OBJECTIVE
Would you return the complete listing below word for word?

RAW RECORDS
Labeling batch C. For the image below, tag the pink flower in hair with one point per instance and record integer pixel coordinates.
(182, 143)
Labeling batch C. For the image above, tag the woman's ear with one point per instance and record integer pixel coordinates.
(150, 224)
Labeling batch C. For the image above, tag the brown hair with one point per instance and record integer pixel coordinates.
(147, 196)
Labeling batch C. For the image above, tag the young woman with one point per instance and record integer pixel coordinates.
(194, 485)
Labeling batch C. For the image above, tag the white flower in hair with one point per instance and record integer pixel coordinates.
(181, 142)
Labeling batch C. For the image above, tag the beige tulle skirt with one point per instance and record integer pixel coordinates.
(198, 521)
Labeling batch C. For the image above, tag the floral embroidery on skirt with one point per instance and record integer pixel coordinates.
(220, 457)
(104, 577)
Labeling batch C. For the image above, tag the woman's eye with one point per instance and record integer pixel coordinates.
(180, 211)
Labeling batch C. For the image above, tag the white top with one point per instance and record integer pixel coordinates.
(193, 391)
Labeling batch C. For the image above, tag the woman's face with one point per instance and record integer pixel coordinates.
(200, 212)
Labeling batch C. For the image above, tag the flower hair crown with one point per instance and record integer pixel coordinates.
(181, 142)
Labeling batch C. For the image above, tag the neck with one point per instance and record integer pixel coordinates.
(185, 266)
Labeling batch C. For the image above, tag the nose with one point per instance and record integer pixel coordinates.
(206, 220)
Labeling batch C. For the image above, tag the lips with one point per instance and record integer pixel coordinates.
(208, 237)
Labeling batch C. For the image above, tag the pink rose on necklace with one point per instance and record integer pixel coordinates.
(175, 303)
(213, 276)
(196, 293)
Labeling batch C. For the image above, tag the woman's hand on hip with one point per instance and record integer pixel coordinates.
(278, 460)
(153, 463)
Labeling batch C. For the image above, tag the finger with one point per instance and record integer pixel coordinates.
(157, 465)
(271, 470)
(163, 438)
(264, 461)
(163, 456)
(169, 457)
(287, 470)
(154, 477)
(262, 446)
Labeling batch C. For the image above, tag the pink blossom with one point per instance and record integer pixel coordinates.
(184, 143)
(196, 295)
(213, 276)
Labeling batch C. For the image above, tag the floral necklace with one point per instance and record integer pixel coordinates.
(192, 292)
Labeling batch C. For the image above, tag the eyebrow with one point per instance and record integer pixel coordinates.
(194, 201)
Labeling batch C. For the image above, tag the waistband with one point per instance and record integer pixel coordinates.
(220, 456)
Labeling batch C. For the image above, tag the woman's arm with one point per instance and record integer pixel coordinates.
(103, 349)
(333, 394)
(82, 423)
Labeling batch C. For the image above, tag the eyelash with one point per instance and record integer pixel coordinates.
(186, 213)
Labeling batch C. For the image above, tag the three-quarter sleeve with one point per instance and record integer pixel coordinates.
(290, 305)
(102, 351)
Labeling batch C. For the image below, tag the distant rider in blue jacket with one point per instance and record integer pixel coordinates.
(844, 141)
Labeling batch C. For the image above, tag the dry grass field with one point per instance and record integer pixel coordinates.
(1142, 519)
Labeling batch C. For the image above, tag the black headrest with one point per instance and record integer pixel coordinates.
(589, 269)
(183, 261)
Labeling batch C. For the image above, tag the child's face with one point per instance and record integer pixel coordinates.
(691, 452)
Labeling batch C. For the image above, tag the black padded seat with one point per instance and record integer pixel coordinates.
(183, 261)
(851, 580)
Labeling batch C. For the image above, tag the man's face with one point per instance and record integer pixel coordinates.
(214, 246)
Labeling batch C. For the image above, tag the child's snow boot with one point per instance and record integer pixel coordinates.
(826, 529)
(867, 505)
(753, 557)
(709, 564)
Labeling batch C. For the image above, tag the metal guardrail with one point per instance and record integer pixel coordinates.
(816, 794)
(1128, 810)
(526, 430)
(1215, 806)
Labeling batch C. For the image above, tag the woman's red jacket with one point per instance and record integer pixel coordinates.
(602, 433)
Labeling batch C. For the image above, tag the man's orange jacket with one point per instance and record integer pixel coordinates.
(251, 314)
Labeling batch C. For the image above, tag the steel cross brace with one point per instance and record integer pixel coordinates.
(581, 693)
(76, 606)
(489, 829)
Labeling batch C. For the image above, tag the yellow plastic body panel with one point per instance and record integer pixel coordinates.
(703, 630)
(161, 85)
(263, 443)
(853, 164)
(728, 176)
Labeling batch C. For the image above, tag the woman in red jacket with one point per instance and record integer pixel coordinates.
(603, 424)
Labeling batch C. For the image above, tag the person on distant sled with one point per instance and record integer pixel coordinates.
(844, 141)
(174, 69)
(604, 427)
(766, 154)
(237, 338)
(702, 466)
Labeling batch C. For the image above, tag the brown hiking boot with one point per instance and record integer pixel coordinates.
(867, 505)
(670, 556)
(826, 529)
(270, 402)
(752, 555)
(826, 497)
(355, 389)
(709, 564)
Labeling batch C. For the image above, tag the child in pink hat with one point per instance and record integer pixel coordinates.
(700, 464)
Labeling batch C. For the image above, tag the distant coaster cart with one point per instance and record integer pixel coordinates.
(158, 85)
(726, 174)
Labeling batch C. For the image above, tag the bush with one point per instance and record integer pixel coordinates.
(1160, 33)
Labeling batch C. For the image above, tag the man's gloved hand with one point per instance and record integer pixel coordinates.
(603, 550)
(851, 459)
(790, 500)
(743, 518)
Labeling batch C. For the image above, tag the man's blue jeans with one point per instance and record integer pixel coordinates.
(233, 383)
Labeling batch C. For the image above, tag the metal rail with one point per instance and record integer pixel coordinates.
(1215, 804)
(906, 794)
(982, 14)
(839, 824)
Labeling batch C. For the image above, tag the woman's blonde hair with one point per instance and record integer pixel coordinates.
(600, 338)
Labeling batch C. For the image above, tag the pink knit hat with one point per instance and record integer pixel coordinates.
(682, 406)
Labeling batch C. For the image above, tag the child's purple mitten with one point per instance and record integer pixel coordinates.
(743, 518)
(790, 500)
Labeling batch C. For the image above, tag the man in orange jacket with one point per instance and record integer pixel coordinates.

SOLUTION FOR THIS TASK
Labeling batch C. For the image below, tag the pink flower in hair with one point per instance and record integer pixel coordinates.
(182, 143)
Labeling batch C. For the image above, tag the woman's ear with one point per instance and record integer pixel coordinates.
(150, 224)
Labeling batch C. For the image above, tag the brown hair with one point per instance and record integer pixel coordinates.
(147, 196)
Labeling batch C. For the image above, tag the young woman with one point per instance and record integer pixel coordinates.
(194, 485)
Labeling batch C. For the image above, tag the white flower in hair with one point per instance and record integer pixel coordinates.
(181, 142)
Labeling batch C. For the image above, tag the beige tulle skirt with one point per instance and record integer pixel coordinates.
(198, 521)
Labeling batch C. For the image above, tag the floral embroidery on skirt with one point per instance and record integer pixel coordinates.
(220, 457)
(104, 577)
Labeling batch C. For the image above, tag the woman's eye with one point per instance and record integer pixel coordinates.
(180, 211)
Labeling batch C. For the image above, tag the white top with one point per instance and record integer pixel coordinates.
(193, 391)
Labeling batch C. For the image above, tag the woman's face with one point per instance and record integer pixel coordinates.
(200, 212)
Labeling batch C. For the image above, tag the flower hair crown with one point per instance and record integer pixel coordinates.
(181, 142)
Labeling batch C. For the image above, tag the neck with one point per instance and record integer pixel coordinates.
(185, 266)
Labeling batch C. For the image above, tag the nose with one point per instance and record integer pixel coordinates.
(206, 220)
Labeling batch C. For the image above, tag the lips with one point per instance and record integer pixel coordinates.
(208, 237)
Labeling batch C. For the image above, tag the pink rose on necklace with one point per instance and record integer pixel coordinates.
(175, 303)
(213, 276)
(196, 293)
Labeling batch C. For the image above, tag the woman's hand on hip with one point per instance and record integer pixel coordinates.
(278, 460)
(153, 463)
Labeling batch C. For the image above, tag the finger with one point per instance and record integer pixel coordinates.
(157, 465)
(271, 470)
(163, 438)
(264, 461)
(163, 456)
(169, 457)
(287, 470)
(154, 477)
(262, 446)
Labeling batch C. For the image above, tag the pink blossom with one point per instance and record integer pixel coordinates.
(184, 143)
(196, 295)
(213, 276)
Labeling batch C. For the image above, tag the floral necklace with one point per instance and record integer pixel coordinates.
(192, 292)
Labeling batch C. For the image above, tag the eyebrow with one point per instance and record integer pixel coordinates.
(194, 201)
Labeling batch C. For the image above, tag the waistband with one point per instance and record integer pixel coordinates.
(220, 456)
Labeling batch C. For the image above, tag the woman's arm with one point per instance and record integer pixel coordinates.
(103, 349)
(333, 394)
(82, 423)
Labeling batch C. For the image above, tag the eyelash with one point per instance and record integer pixel coordinates.
(186, 213)
Labeling batch C. For the image above, tag the three-quarter sleeve with one point per instance and record integer pixel coordinates.
(290, 305)
(102, 351)
Labeling batch C. For the image below, tag the distant rider in blue jacket with one point per instance and record integer pixel coordinates.
(844, 141)
Labeling batch C. For the image above, tag the dry grass field with one point per instance and record integer pixel coordinates.
(1142, 519)
Labeling batch C. For the image above, tag the black headrest with one point per instance and record integer pixel coordinates.
(589, 269)
(183, 261)
Labeling batch C. For the image above, tag the child's face with one point per instance and record integer pixel coordinates.
(691, 452)
Labeling batch C. For the image above, tag the black padded seat with one point per instance and record integer pixel coordinates.
(183, 261)
(851, 580)
Labeling batch C. For the image above, tag the man's face with one point per instance and record integer pixel coordinates.
(214, 246)
Labeling batch C. For the image above, tag the child's snow boot with one point per instance and record integer pixel coordinates.
(826, 529)
(867, 505)
(753, 557)
(709, 564)
Labeling batch C. For the image above, tag the metal guardrail with one point per instance and record integer pixel coordinates.
(816, 794)
(1128, 810)
(526, 430)
(1215, 806)
Labeling batch C. For the image above, tag the woman's red jacket with one point per instance and record integer pixel coordinates.
(602, 433)
Labeling batch C. For the image above, tag the man's orange jacket with one point per instance and record integer pixel coordinates.
(251, 314)
Labeling batch C. For the image above, tag the steel cross brace with one point per instance and record integer pixel coordinates.
(581, 693)
(76, 606)
(489, 829)
Labeling batch C. For the image above, tag the yellow plastic body panel with one point per instance and record integer pixel coordinates.
(703, 630)
(161, 85)
(263, 443)
(853, 164)
(728, 176)
Labeling batch C. For the image above, tag the woman in red jacket with one point per instance and record integer pixel coordinates.
(603, 424)
Labeling batch C. For the image above, tag the person on distant sled with one point per instance and record integer pixel coordinates.
(844, 141)
(174, 69)
(604, 427)
(766, 154)
(237, 338)
(702, 466)
Labeling batch C. For the image above, tag the brown hiking boot with one point per instance and record integer pixel coordinates.
(867, 505)
(670, 556)
(826, 529)
(270, 402)
(752, 555)
(826, 497)
(355, 389)
(709, 564)
Labeling batch C. For the image above, tag the child in pink hat with one point per instance and record integer pixel coordinates.
(700, 464)
Labeling batch C. For the image above, tag the distant coaster cart with one point per instance and record integer pixel coordinates.
(158, 85)
(726, 174)
Labeling batch C. For the image above, tag the bush with one point per instance and record integer pixel coordinates.
(1160, 33)
Labeling batch C. For the image above, tag the man's gloved hand with one point per instance and record integer pixel coordinates.
(603, 550)
(851, 459)
(790, 500)
(743, 518)
Labeling batch C. For the image above, tag the man's blue jeans with one point per instance and record integer pixel coordinates.
(233, 383)
Labeling batch C. For the image above, tag the metal rail with one point per instance and record integer pixel coordinates.
(1215, 804)
(906, 794)
(982, 14)
(839, 824)
Labeling batch C. For the image above, tag the woman's blonde hair with one point per instance and record integer pixel coordinates.
(600, 338)
Labeling batch C. For the image above, tag the pink knit hat with one point per instance and record integer pixel coordinates.
(682, 406)
Labeling batch C. For the image above, tag the child's purple mitten with one point per instance and record integer pixel coordinates.
(743, 518)
(790, 500)
Labeling batch C. For the image above, tag the man in orange jacket with one point per instance and record integer pixel coordinates.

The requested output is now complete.